### Available data
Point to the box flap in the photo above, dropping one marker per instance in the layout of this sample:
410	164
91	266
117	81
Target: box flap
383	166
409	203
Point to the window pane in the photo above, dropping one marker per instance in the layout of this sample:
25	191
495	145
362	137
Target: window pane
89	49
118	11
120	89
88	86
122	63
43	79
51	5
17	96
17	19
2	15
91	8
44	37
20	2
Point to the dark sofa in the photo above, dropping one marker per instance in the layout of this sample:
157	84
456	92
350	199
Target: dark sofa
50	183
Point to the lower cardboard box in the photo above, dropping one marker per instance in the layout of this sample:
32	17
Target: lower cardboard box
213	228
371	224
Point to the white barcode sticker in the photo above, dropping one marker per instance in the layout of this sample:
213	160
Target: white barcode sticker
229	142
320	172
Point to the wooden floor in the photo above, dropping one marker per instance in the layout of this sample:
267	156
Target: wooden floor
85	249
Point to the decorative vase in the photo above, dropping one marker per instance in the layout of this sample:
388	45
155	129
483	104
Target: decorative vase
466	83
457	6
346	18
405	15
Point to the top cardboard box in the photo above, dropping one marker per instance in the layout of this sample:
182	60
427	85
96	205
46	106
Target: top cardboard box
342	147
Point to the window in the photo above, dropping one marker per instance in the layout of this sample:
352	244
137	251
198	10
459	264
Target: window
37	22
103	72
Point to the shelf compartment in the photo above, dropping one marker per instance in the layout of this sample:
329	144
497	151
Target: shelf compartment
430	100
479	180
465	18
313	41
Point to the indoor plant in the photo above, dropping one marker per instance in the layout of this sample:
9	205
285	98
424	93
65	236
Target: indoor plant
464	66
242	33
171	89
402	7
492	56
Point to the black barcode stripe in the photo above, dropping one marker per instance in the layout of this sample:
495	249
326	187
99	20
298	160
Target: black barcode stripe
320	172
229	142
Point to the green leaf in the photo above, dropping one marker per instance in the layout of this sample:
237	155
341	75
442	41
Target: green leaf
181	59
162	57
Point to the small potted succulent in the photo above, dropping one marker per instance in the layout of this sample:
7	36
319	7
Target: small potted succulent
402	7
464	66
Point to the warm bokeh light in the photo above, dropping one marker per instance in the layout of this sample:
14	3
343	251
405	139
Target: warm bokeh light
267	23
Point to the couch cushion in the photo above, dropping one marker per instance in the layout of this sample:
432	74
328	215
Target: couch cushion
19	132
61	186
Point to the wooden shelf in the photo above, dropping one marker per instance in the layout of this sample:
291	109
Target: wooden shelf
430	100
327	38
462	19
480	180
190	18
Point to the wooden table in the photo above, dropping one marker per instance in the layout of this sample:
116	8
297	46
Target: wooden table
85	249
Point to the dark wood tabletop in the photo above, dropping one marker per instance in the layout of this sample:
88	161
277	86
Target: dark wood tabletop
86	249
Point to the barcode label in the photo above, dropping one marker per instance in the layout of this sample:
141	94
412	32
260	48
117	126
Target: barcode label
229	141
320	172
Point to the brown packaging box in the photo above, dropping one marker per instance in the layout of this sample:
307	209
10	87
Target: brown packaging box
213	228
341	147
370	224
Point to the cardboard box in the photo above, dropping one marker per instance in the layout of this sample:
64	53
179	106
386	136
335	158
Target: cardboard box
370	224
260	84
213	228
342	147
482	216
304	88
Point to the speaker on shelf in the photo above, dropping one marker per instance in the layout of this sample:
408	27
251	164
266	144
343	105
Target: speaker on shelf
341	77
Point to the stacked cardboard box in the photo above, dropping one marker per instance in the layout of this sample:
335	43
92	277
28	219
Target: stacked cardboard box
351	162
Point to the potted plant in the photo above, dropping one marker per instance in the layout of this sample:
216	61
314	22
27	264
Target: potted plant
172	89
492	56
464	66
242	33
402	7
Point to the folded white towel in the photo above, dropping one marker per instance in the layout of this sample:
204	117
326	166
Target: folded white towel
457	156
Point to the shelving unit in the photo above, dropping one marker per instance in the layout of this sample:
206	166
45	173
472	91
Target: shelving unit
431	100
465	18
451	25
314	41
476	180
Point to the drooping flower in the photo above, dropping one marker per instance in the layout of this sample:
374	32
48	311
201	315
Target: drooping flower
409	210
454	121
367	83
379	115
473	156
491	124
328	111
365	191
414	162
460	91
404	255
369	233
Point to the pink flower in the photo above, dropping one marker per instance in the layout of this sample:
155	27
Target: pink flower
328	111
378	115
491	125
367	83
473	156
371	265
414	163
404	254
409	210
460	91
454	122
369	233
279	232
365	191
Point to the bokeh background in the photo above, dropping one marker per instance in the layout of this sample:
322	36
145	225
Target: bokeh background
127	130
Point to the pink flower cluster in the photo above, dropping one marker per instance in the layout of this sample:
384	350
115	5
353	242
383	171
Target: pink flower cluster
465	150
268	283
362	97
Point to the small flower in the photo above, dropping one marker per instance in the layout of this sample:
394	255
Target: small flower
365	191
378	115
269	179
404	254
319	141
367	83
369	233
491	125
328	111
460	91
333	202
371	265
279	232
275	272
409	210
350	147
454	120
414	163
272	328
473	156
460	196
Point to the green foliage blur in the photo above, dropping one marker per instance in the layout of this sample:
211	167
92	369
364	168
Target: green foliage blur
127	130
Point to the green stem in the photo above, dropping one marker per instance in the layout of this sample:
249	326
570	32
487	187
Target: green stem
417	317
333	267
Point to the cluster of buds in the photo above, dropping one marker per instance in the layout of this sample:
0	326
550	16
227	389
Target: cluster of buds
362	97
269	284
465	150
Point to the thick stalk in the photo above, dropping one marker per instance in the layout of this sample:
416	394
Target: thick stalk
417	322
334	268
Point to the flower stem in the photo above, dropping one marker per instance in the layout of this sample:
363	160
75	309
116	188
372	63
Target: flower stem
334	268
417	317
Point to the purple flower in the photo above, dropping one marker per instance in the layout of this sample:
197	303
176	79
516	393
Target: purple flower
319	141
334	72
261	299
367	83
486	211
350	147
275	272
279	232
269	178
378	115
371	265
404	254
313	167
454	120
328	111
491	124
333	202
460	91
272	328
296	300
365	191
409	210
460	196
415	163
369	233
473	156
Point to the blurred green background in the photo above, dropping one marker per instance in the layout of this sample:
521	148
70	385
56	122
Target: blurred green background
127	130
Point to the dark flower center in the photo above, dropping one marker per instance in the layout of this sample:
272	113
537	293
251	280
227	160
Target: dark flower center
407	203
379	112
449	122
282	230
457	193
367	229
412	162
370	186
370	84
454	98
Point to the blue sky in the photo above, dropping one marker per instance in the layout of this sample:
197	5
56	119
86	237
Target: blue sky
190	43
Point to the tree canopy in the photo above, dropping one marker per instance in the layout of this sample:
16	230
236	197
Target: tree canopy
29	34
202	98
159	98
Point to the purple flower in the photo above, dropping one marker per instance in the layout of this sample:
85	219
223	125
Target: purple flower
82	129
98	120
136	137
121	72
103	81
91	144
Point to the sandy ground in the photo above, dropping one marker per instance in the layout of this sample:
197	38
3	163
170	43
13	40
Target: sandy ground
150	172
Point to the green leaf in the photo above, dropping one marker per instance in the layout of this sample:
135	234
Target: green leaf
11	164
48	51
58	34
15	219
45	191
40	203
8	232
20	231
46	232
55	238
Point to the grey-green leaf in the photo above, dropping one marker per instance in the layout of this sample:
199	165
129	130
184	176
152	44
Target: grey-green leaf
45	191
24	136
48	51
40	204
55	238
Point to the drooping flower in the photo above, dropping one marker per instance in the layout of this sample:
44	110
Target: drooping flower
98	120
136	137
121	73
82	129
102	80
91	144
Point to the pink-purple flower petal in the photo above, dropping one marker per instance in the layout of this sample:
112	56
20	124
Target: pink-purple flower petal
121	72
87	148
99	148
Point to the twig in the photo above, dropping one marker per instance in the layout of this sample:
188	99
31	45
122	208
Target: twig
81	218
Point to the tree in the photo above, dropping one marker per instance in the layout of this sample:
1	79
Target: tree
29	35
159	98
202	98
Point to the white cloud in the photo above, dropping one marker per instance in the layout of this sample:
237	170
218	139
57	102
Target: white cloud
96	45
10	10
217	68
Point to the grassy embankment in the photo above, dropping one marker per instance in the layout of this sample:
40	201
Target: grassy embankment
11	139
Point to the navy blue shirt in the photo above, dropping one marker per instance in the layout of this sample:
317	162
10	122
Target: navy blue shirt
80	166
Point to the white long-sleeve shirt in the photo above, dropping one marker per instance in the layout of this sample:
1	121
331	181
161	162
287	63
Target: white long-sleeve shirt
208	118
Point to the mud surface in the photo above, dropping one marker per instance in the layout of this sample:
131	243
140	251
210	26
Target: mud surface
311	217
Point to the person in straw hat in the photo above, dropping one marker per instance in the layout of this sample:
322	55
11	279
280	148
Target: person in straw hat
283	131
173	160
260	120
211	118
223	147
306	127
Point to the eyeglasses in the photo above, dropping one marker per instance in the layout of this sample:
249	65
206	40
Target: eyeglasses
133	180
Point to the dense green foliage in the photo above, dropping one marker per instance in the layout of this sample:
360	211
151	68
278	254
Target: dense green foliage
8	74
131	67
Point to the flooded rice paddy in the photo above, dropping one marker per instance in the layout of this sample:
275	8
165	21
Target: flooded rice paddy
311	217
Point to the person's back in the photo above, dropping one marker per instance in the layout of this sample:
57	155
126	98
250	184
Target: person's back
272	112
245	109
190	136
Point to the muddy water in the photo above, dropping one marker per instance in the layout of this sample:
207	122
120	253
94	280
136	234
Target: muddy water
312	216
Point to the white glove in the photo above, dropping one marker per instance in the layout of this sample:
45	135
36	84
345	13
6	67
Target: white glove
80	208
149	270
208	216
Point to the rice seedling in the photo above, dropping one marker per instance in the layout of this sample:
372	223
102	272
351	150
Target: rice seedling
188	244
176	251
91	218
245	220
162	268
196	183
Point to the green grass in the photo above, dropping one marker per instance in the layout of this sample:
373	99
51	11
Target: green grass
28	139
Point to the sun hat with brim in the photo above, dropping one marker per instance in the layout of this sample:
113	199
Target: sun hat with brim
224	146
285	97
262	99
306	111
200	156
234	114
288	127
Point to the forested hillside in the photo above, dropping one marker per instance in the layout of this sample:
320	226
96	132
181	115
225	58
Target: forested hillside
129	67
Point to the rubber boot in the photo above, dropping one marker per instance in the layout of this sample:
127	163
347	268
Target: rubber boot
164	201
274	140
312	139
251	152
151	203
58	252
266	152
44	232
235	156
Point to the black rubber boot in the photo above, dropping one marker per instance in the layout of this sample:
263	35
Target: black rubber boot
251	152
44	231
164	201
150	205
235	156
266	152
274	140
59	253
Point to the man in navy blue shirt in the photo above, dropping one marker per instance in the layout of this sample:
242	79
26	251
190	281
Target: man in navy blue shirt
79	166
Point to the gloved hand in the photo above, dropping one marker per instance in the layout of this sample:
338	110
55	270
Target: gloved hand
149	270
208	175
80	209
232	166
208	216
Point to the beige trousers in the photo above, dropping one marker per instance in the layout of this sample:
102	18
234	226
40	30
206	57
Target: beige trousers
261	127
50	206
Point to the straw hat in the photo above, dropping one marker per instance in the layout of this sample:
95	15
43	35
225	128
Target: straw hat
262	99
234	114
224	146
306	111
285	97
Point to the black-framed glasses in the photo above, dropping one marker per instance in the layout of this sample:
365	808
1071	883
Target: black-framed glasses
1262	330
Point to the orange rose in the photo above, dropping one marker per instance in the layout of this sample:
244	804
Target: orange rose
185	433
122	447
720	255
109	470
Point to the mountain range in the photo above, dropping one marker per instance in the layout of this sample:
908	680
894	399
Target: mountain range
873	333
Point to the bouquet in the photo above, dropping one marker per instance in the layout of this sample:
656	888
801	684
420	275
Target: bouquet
######
■ Action item
Count every line above that includes the string "bouquet", and answer with the count only.

■ Answer box
2